Materyale Dair Sorular:
- A) Dersim yazısındaki "Eski Dışişleri Bakanı İhsan Sabri Çağlayangil, devletin mağaralara bomba atarak Dersim'de binlerce insanı böcek gibi öldürdüğünü anlatmamış mıydı?" cümlesini İngilizceye çevirin.
- B) Dersim yazısında "Daha birkaç hafta" sözlerinden "sonra da öldürülmüştü." sözlerine kadar olan kısmı, bu sözler de dahil olmak üzere aynen kopyalayın.
- C) Dersim yazısında anlatılan fotoğrafın altındaki yazıya göre Sabiha Gökçen hangi uçağın önünde duruyor?

Metin:
--------

Dersim, Atatürk ve bir Ermeni kızı!
“Dersim Katliamı’nın sorumlusu devlet ve CHP’dir. Atatürk de bu olaylardan haberdardır” diye tarihi bir tespitte bulunan CHP Tunceli Milletvekili Hüseyin Aygün, partisinin at gözlüklü, ulusalcı kanadının hedefi haline geldi.
Daha birkaç hafta önce genel başkan Kemal Kılıçdaroğlu’nun eşi Sevim Kılıçdaroğlu, Dersim’de çektikleri acıları anlatan röportajında göz yaşlarına hakim olamamış ve eşinin ailesinden çok sayıda insanın Dersim’de devlet tarafından öldürüldüğünü söylememiş miydi?
Eski Dışişleri Bakanı İhsan Sabri Çağlayangil, devletin mağaralara bomba atarak Dersim’de binlerce insanı böcek gibi öldürdüğünü anlatmamış mıydı?
Şimdi neden bu öfke?
İşin içine Atatürk karıştırıldı diye mi?
Bu haberden sonra İstanbul valiliğine çağrılarak, vali yardımcısının odasında “Ayağına denk alması” için uyarılmış, kısa süre sonra da öldürülmüştü.
Geçenlerde Dersim Katliamı’nı araştırırken, gördüğüm bir fotoğraf ve altındaki yazı kanımı dondurdu.
Fotoğraftaki, Sabiha Gökçen’di ve resmin altında, “Fransa yapımı hafif bombardıman uçağı Breguet 19'un önünde Dersim’de atılacak bombayı tutan Sabiha Gökçen” diye yazıyordu.

--------

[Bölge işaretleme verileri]

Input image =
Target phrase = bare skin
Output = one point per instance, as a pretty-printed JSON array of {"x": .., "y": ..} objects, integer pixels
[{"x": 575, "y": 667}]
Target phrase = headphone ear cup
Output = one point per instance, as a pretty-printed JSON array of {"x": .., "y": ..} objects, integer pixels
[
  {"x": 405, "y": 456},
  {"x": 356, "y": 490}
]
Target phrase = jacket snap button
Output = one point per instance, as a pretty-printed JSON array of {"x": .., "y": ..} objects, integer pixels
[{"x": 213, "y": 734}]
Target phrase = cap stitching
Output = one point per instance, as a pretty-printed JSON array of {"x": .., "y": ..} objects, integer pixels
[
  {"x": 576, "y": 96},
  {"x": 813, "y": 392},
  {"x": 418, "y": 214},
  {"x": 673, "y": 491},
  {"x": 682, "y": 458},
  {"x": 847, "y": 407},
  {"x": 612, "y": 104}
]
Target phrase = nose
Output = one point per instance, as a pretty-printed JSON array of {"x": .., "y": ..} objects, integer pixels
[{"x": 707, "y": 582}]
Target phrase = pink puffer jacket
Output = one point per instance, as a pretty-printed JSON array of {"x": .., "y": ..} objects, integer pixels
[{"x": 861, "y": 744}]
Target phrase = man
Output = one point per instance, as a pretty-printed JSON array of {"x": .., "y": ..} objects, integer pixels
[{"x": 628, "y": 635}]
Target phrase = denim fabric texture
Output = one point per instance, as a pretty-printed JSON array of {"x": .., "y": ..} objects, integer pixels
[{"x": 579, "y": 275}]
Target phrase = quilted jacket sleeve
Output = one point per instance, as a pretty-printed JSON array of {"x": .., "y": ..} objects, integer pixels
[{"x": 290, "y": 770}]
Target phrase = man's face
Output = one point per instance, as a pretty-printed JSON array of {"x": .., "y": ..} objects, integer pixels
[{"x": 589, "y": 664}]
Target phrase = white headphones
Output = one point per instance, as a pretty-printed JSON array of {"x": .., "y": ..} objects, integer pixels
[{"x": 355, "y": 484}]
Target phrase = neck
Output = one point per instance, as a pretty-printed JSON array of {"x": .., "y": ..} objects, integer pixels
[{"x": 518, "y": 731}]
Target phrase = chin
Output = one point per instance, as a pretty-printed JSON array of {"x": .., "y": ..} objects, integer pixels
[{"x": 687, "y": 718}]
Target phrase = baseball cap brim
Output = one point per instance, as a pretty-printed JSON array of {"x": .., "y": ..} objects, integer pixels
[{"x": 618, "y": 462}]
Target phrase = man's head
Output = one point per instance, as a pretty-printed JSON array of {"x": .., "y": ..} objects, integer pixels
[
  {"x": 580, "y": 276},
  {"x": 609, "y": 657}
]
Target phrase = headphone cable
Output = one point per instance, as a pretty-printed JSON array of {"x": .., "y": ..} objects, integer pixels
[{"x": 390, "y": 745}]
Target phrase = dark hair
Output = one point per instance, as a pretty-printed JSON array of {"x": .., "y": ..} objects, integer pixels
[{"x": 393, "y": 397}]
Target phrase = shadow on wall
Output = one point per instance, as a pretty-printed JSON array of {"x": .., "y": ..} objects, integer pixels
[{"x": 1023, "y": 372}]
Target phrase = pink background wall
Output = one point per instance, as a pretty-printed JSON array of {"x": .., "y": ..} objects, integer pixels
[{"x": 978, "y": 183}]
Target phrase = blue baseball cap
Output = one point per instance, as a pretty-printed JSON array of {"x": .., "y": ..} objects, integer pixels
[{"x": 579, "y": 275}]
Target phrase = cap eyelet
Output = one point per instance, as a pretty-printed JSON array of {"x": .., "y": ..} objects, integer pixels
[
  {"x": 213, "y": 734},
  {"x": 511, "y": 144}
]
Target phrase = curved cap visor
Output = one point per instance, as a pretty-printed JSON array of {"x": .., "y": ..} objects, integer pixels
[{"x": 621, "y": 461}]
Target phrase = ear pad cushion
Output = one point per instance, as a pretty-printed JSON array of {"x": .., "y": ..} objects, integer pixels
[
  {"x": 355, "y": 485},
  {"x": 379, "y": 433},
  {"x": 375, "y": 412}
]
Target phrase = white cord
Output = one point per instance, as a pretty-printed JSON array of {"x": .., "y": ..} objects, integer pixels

--------

Verilen Yanıtlar:
- A) Hadn't former Foreign Minister İhsan Sabri Çağlayangil recounted that the state killed thousands of people in Dersim like insects by throwing bombs into caves?

- B)
Daha birkaç hafta önce genel başkan Kemal Kılıçdaroğlu’nun eşi Sevim Kılıçdaroğlu, Dersim’de çektikleri acıları anlatan röportajında göz yaşlarına hakim olamamış ve eşinin ailesinden çok sayıda insanın Dersim’de devlet tarafından öldürüldüğünü söylememiş miydi?
Eski Dışişleri Bakanı İhsan Sabri Çağlayangil, devletin mağaralara bomba atarak Dersim’de binlerce insanı böcek gibi öldürdüğünü anlatmamış mıydı?
Şimdi neden bu öfke?
İşin içine Atatürk karıştırıldı diye mi?
Bu haberden sonra İstanbul valiliğine çağrılarak, vali yardımcısının odasında “Ayağına denk alması” için uyarılmış, kısa süre sonra da öldürülmüştü.

- C) Fransa yapımı hafif bombardıman uçağı Breguet 19'un önünde duruyor.